TEXTO APRESENTADO
=======

Processo n.º XXX.01.2012.010589-0/000000-000
Ordem n.º 1623/2012

Acção : Procedimento Ordinário
Requerente: B E OUTROS
TERMO DE GUARDA DEFINITIVA E RESPONSABILIDADE
    O(A) MM. Juiz(a) de Direito da 2.ª Vara Cível da Comarca de Taboão da Serra, Doutor(a) XXX. Determinou a lavratura deste termo, conforme a decisão proferida em 27/08/2012 que concedeu a GUARDA DEFINITIVA do(a) menor :
    
Nome : XXX
Filiação : B E C
    
Data Nascimento : XX/XX/19XX
Naturalidade : SÃO PAULO/SP
    
Ao (À) Sr(a).:
Nome : A
Documentos : RG XXXX-X, CPF XXXXXXXX-X
Profissão : Autónoma Estado Civil : Solteira
Endereço : Avenida XXX, 139 – XXX – CEP : 0XXXX-XXX, Taboão da Serra – S
    
    O(s) Guardião(ões) têm a obrigação de zelar pela guarda, saúde e moralidade do(a) menor, bem como apresenta-lo(a) neste Juízo, sempre que for exigida a sua presença. O Termo acima concede ao(s) Guardião(ões) o direito de oposição a terceiros, inclusive aos país, bem como ao(à) menor a condição de dependente para fins previdenciários (artigo 33, 1º, 2º e 3º, do Estatuto da Criança e do Adolescente Lei n.º 8.069 de 13/07/1999). NADA MAIS. O presente foi lavrado e, achado conforme, segue assinado. Taboão da Serra, 27 de Agosto de 2012.

=======

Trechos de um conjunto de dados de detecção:
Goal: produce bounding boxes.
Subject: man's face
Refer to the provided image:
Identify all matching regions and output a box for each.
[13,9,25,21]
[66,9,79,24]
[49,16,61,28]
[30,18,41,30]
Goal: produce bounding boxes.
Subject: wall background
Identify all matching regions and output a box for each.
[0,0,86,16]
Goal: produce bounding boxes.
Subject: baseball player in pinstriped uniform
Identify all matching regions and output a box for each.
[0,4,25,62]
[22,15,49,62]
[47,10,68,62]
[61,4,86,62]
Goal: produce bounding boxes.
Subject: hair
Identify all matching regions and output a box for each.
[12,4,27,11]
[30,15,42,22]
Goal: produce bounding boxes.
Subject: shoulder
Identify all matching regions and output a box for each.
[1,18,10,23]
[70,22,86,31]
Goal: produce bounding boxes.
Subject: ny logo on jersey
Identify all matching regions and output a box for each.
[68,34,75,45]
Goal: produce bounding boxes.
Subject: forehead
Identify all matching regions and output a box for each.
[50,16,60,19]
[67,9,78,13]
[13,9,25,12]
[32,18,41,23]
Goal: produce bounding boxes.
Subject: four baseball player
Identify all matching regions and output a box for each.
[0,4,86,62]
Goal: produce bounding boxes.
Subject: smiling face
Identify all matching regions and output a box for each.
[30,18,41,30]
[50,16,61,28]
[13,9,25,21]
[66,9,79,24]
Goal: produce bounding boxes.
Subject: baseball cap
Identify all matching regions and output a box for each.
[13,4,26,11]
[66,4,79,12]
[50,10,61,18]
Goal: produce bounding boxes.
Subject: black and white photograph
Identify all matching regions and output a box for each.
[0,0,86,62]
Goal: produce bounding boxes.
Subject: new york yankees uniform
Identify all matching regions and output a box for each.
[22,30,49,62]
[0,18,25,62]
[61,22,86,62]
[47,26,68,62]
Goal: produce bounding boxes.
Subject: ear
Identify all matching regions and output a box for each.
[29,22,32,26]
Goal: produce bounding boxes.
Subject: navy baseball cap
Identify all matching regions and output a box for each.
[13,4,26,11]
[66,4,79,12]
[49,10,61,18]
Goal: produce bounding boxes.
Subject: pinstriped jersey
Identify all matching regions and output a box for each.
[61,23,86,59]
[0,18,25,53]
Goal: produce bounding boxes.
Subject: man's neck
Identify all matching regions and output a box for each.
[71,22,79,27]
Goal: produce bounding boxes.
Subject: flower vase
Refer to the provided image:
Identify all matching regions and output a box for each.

=======

INSTRUÇÕES
A - Indique se cada afirmação está de acordo com o termo de guarda, respondendo sim ou não e citando literalmente as palavras do texto que decidem: (i) A guarda definitiva foi concedida por decisão proferida em 27/08/2012. (ii) A pessoa nomeada para receber a guarda é casada. (iii) O termo foi lavrado em Taboão da Serra.
B - Reproduza tudo o que vai de "O(s) Guardião(ões) têm" até "Agosto de 2012." no termo de guarda.
Os registros não entram nesta parte.

RESPOSTAS POR TAREFA
A - (i) Sim: "conforme a decisão proferida em 27/08/2012 que concedeu a GUARDA DEFINITIVA". (ii) Não: "Estado Civil : Solteira". (iii) Sim: "Taboão da Serra, 27 de Agosto de 2012".

B -
O(s) Guardião(ões) têm a obrigação de zelar pela guarda, saúde e moralidade do(a) menor, bem como apresenta-lo(a) neste Juízo, sempre que for exigida a sua presença. O Termo acima concede ao(s) Guardião(ões) o direito de oposição a terceiros, inclusive aos país, bem como ao(à) menor a condição de dependente para fins previdenciários (artigo 33, 1º, 2º e 3º, do Estatuto da Criança e do Adolescente Lei n.º 8.069 de 13/07/1999). NADA MAIS. O presente foi lavrado e, achado conforme, segue assinado. Taboão da Serra, 27 de Agosto de 2012.